▸ What this task involves
All that is needed is an exact copy of the lines from the beginning of the data below through the line containing "Query: blue sky", minus the pictures.

:: Records provided ::

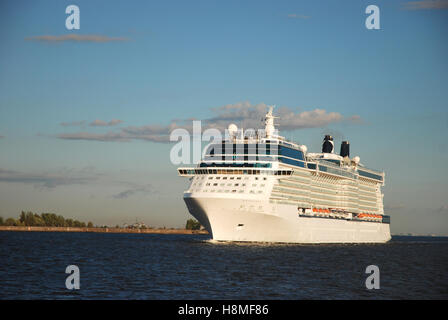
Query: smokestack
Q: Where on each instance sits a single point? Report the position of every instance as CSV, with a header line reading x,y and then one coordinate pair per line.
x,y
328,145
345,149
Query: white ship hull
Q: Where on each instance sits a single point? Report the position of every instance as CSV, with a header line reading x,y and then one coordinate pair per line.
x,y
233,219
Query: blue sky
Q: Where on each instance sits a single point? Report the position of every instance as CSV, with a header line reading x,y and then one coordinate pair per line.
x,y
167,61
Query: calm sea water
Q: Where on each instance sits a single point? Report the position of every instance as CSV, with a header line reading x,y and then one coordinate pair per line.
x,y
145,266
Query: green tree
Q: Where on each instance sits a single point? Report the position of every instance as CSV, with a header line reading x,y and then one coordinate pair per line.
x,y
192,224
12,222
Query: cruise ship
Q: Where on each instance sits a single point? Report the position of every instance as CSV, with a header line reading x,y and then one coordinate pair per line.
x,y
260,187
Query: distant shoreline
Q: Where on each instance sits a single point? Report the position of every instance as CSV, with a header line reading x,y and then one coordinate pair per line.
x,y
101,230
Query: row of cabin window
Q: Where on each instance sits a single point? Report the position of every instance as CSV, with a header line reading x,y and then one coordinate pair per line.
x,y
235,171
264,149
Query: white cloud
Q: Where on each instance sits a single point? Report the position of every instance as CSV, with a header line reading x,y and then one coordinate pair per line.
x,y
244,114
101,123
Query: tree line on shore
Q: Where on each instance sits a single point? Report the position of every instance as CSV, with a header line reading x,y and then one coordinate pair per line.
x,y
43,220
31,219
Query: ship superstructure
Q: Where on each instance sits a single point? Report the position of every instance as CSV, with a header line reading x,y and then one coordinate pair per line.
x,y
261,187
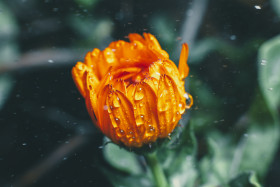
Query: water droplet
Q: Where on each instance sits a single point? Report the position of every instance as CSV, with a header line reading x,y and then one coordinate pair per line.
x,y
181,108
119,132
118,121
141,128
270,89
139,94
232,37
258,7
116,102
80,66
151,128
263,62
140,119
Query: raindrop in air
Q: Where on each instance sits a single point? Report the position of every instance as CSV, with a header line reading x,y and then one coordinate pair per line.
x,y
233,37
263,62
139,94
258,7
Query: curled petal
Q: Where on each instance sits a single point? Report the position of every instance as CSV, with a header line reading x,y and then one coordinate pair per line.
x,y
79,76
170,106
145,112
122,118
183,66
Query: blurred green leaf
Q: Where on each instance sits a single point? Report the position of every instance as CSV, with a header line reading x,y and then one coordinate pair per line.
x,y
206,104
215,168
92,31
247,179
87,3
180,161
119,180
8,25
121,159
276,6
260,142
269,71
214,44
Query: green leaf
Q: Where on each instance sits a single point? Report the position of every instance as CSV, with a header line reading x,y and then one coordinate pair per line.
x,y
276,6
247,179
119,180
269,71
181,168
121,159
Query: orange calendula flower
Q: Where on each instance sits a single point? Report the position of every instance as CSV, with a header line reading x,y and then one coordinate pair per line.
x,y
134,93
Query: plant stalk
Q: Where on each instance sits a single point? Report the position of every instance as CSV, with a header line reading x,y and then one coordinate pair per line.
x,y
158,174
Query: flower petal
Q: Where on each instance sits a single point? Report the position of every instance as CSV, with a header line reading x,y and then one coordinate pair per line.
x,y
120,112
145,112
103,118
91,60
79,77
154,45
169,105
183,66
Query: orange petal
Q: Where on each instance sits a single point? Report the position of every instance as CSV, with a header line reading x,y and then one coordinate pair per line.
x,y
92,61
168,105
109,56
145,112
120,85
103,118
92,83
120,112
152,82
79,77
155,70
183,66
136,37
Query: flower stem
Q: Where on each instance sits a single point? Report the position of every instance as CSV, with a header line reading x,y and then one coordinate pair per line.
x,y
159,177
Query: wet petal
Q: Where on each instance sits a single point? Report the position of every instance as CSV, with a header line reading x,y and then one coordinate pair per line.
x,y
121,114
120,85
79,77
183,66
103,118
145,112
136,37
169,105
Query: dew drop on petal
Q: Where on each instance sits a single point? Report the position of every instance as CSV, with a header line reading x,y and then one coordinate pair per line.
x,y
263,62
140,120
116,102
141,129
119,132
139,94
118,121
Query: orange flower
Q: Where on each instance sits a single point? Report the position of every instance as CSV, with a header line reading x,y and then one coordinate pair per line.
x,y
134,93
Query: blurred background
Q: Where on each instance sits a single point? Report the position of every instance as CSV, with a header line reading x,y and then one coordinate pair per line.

:::

▸ Final answer
Query: smokestack
Q: Where on each instance sits a single point? Report the position of every instance as CSV, with a header line reading x,y and then one coordinate pair per line.
x,y
328,145
345,149
Query: white ship hull
Q: Where on each instance sits a single point? Report the position of every instance as CSV, with a header line reading x,y and then one coordinate pair per line.
x,y
233,219
Query: blue sky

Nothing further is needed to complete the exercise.